Everything in the records below should be set down again, word for word.

*RECORDS*.
□ □ □ □ □ □ □

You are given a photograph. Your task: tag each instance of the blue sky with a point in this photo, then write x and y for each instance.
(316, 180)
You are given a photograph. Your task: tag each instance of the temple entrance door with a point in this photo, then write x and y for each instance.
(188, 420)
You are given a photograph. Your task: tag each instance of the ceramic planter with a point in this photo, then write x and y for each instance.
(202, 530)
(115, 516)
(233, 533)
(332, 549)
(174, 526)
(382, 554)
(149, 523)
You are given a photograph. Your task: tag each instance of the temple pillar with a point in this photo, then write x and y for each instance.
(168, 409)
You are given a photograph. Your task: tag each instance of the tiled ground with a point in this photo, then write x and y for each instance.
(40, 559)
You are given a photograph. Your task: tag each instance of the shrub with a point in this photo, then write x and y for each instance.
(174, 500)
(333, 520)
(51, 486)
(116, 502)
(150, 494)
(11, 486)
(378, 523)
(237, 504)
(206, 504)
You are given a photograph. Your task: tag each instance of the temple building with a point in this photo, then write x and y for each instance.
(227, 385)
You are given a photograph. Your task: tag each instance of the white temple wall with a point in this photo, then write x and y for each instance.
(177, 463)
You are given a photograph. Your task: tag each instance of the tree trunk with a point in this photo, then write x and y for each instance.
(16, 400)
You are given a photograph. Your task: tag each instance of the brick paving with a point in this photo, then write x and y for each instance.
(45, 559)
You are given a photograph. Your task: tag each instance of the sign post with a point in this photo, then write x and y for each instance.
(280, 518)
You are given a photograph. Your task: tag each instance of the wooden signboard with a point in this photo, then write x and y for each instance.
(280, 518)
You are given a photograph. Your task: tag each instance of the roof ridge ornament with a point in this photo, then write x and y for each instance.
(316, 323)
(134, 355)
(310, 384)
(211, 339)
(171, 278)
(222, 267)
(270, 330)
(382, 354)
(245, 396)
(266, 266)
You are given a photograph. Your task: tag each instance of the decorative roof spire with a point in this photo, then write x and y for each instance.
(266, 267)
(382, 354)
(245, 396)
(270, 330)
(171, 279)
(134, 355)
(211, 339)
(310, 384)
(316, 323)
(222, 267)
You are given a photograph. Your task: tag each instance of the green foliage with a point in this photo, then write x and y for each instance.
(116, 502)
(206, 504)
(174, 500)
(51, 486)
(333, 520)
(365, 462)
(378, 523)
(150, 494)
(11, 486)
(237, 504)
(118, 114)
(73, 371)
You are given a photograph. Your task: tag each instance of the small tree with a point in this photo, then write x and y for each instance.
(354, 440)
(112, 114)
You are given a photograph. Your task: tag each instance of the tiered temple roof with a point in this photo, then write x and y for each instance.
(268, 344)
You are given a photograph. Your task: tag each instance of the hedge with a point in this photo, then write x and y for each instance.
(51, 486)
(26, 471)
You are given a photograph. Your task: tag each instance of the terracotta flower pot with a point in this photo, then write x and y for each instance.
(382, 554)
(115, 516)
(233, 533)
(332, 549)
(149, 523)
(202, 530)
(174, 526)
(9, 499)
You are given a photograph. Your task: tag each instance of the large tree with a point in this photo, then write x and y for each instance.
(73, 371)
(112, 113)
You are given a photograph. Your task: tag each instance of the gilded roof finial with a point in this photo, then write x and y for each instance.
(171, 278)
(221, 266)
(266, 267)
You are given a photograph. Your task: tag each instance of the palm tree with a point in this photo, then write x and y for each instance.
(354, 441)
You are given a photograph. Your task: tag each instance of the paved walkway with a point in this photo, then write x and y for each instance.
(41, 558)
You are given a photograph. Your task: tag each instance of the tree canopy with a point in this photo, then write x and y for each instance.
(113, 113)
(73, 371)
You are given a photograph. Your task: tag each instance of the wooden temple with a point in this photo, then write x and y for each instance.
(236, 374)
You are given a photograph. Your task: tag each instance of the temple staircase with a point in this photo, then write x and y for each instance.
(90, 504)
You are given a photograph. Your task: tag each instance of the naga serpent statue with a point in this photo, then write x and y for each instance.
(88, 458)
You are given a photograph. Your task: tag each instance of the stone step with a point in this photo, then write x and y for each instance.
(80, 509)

□ □ □ □ □ □ □

*RESPONSE TO THE EXERCISE*.
You are given a photograph. Your task: tag each instance of the blue sky with a point in this photo, then write x and y for each instance.
(316, 180)
You are given a photograph. Your task: tag each instance of the temple entrance door with a point in this photo, then write x and y for each instance.
(188, 420)
You are given a photograph. Your task: tag each instance of the ceramic planter with a point in this photo, then write x and y for each instance.
(202, 530)
(115, 516)
(233, 533)
(332, 549)
(174, 526)
(382, 554)
(149, 523)
You are given a photograph. Your task: tag each instance of the temple pillar with a point in this photo, then write x and y for each instance.
(168, 409)
You are given a photograph. Your task: tag each instance of the tiled ground with a point in this photo, then write x and y for each instance.
(40, 559)
You are given a photograph. Your task: tag each instance of the shrub with a point in this photo, then write x and y for each instance.
(174, 500)
(333, 520)
(51, 486)
(116, 502)
(150, 494)
(11, 486)
(378, 523)
(237, 504)
(206, 504)
You are given a photograph. Your task: tag each instance of the temple building with a point in this photo, then write x and y for each instance.
(227, 385)
You are given a photograph. Your task: tag each instance of the white temple wall with a point in this photo, then write x and y for each instance.
(177, 463)
You are given a photograph. Your task: tag each instance of the tree trunk with a point in this photo, then write x and y for each instance.
(16, 400)
You are given a photograph. Your task: tag each instance of the brick paving with a point in this photo, then write x and y for each instance.
(45, 559)
You are given a photograph. Your task: tag each instance of the sign post with a point in this photo, then write x and y for each instance.
(280, 518)
You are given a photograph. Your task: tag each instance of the wooden signboard with a point in this photo, then write x and y for each instance.
(280, 518)
You are given a photograph. Your task: tag each instance of the roof ridge ornament with a point in this photo, then write x and y for each instance.
(316, 323)
(134, 355)
(310, 384)
(211, 339)
(171, 278)
(222, 267)
(270, 330)
(382, 354)
(245, 396)
(266, 266)
You are given a photograph. Your task: tag each instance of the decorative roof spire with a point in this photo, then write x and y for each instance.
(266, 267)
(382, 354)
(245, 396)
(270, 330)
(171, 279)
(134, 355)
(211, 339)
(310, 384)
(316, 323)
(222, 267)
You are given a photograph. Your task: tag each instance of the green foliage with a point in this photo, then write x and y for each instance.
(116, 502)
(206, 504)
(174, 500)
(51, 486)
(333, 520)
(365, 462)
(378, 523)
(150, 494)
(11, 486)
(237, 504)
(118, 114)
(73, 371)
You are given a photograph. Your task: tag each instance of the small tree with a point in this photo, then write x and y for each instance.
(354, 440)
(112, 114)
You are given a photograph. Your task: tag each instance of the tiered temple roof with a point in this photo, then write x and y for each instance.
(268, 344)
You are given a photograph. Your task: tag each instance of the hedge with a point in this photo, then write x and y for each instance.
(51, 486)
(26, 471)
You are given a photograph. Your task: tag each instance of the terracotta flower pot with a point in this photo, then write x and y for each instance.
(382, 554)
(115, 516)
(233, 533)
(332, 549)
(149, 523)
(202, 530)
(174, 526)
(9, 499)
You are given a photograph. Your task: tag each instance of the large tree with a point in this photo, then write x and y for each instance.
(73, 371)
(112, 113)
You are given a photograph. Your task: tag each instance of the gilded roof finial with a point in this photo, then write x and y for each instance.
(171, 278)
(221, 266)
(266, 267)
You are given a photograph. Your task: tag each instance of the palm tree with a point in this photo, then write x and y for each instance.
(354, 441)
You are given a photograph. Your task: tag each instance of the paved walkway with a point in this photo, then write x and y for each instance.
(41, 558)
You are given a photograph. Your task: tag each instance of the tree canopy with a point in this photo, then write x and y for each instance.
(113, 113)
(73, 371)
You are given a photograph. Your task: tag each instance of the wooden temple with a point in this photo, then write x and y for each instance.
(236, 374)
You are given a photograph. Your task: tag each instance of the temple staircase with a point in this photo, then write x and y for each instance.
(90, 504)
You are given a photograph. Your task: tag each instance of the naga serpent statue with a point in this photo, then write x and y for each instance.
(88, 458)
You are given a photograph. Your task: tag each instance of the stone step with a point in this photo, then write x and y for each instance.
(80, 509)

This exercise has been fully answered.